**INFORMATION**
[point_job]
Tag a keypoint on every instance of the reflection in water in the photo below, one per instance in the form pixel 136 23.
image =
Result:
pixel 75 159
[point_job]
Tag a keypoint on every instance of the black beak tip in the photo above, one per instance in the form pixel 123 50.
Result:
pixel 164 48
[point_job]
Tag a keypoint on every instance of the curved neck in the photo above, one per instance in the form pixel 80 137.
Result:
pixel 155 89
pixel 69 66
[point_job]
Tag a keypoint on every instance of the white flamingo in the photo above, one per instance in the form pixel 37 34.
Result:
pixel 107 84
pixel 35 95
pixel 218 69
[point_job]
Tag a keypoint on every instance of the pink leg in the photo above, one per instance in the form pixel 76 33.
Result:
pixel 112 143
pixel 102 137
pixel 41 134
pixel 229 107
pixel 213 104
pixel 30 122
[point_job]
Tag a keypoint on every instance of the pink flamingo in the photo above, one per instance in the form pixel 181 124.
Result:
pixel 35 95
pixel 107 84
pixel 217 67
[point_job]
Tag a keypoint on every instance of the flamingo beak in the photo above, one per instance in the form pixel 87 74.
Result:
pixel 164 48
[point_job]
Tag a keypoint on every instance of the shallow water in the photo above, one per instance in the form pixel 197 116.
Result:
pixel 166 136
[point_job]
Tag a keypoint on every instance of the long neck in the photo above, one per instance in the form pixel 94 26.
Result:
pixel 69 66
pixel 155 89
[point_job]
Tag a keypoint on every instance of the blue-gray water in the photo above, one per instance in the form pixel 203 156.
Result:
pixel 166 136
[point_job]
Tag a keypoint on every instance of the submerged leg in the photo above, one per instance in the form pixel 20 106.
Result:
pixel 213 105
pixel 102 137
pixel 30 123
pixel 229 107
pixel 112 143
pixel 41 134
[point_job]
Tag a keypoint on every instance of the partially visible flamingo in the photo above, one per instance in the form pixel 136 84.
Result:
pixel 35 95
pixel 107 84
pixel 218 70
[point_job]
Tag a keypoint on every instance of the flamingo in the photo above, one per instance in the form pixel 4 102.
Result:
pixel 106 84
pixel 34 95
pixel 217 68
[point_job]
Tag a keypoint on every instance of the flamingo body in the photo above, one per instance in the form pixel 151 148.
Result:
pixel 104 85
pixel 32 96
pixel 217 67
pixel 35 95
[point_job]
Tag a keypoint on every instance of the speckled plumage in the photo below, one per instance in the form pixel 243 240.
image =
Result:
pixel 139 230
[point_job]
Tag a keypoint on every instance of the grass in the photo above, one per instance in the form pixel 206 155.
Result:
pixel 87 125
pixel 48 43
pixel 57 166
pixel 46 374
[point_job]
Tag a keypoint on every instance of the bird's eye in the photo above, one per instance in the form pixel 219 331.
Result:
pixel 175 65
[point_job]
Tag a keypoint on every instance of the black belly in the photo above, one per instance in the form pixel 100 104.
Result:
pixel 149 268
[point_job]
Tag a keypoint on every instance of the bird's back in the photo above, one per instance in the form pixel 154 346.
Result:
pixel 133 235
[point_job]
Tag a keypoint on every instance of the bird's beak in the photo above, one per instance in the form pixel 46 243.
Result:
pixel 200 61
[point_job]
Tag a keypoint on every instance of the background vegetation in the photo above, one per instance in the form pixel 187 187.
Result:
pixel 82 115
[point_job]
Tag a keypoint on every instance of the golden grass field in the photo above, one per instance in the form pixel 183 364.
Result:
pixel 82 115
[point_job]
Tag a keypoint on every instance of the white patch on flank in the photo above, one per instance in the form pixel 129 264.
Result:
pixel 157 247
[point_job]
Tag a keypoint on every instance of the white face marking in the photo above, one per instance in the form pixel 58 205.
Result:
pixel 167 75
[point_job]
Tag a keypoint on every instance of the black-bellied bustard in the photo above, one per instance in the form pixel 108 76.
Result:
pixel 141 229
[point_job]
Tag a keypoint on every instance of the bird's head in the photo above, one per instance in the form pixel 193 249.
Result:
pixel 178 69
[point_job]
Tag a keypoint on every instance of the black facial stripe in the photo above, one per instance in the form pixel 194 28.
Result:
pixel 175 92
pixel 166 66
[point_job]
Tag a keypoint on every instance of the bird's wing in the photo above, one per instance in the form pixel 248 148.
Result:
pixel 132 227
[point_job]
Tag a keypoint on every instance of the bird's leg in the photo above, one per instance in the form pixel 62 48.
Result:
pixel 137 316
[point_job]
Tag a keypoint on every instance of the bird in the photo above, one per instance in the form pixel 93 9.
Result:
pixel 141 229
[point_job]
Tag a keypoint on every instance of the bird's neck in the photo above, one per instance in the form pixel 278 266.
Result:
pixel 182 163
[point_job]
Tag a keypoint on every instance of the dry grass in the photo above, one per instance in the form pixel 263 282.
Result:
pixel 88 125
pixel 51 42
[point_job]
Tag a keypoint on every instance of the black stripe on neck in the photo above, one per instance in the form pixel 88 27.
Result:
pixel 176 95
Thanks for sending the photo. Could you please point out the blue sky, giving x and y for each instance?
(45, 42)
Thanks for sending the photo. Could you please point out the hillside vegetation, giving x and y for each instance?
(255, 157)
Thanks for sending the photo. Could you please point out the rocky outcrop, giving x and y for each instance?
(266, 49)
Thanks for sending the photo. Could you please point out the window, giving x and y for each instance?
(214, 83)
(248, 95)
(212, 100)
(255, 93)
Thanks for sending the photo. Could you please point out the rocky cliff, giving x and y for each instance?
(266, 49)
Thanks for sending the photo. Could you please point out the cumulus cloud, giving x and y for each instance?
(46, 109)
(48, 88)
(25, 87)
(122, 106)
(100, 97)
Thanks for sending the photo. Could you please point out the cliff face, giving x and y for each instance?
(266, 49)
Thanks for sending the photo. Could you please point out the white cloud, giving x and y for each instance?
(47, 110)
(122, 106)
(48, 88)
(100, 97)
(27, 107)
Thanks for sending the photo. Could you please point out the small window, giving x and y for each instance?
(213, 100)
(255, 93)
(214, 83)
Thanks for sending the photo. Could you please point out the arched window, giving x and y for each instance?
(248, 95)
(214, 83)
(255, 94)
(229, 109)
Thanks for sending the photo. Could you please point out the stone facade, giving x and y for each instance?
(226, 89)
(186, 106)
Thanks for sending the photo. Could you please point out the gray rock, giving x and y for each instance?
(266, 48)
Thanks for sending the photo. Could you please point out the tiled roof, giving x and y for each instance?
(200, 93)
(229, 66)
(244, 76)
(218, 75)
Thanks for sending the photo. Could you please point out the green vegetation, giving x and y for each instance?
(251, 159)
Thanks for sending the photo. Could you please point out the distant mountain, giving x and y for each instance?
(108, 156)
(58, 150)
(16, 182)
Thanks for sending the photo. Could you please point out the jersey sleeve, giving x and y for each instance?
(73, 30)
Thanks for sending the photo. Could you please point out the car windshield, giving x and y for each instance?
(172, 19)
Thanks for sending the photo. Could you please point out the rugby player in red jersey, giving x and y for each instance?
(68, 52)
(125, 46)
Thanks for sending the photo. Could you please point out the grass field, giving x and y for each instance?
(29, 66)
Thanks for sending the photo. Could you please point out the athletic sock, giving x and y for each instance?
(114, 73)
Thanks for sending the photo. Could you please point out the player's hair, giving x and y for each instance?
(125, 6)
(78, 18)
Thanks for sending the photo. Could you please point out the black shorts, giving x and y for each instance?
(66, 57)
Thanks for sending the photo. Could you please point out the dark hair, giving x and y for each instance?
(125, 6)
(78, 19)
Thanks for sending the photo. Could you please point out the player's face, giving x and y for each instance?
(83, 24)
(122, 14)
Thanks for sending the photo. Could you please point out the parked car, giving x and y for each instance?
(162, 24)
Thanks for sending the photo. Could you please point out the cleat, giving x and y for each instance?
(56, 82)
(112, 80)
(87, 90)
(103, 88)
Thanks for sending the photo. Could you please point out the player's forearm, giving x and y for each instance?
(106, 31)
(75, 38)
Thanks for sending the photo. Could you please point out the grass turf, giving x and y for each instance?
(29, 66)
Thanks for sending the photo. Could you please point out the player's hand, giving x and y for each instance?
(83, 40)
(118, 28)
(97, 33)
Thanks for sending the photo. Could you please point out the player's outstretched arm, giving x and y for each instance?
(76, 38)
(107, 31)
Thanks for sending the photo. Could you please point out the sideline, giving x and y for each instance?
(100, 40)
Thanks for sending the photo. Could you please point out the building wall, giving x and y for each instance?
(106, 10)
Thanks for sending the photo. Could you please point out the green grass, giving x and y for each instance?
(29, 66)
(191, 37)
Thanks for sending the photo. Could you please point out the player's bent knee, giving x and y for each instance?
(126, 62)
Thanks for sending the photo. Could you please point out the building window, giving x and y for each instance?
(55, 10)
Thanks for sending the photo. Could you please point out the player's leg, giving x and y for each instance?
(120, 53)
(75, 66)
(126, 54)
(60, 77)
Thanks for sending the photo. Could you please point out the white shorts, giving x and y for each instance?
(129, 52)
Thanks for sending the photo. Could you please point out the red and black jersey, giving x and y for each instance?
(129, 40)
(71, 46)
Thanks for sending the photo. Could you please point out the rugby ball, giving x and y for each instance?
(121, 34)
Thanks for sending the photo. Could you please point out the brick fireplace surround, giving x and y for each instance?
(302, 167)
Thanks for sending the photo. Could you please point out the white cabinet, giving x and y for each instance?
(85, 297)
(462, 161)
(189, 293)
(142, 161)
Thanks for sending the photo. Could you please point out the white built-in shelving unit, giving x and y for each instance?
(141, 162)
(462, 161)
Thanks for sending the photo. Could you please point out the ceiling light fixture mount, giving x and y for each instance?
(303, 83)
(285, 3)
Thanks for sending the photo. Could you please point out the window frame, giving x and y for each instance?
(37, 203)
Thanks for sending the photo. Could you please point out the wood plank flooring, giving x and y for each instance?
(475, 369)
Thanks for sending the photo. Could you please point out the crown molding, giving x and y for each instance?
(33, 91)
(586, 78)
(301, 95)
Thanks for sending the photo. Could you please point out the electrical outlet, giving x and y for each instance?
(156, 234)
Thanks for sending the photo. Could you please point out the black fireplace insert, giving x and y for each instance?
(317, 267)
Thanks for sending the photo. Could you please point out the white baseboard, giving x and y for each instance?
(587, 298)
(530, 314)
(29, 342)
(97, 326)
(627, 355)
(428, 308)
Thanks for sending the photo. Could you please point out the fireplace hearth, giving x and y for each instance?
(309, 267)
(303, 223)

---

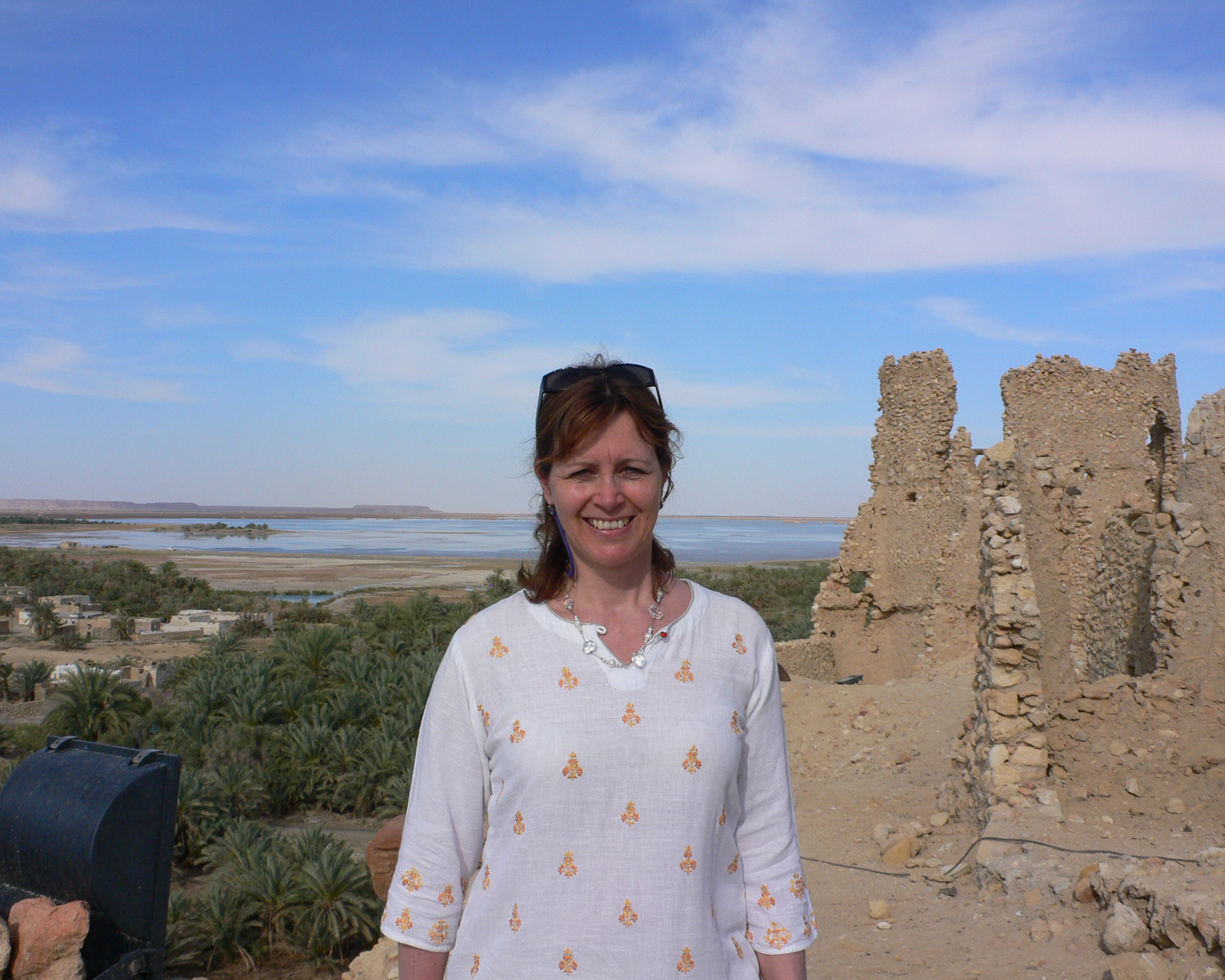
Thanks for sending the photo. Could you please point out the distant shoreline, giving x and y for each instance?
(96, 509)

**WORK ORDER**
Note every line of the entries in which "pink" appears, and copy it down.

**EXPECTED ANSWER**
Tag a keypoint on every instance of the pink leg in the photo above, one per instance in the form pixel 76 33.
Tag a keypoint on every instance of the pink flamingo in the photo above, one per instance in the form pixel 181 124.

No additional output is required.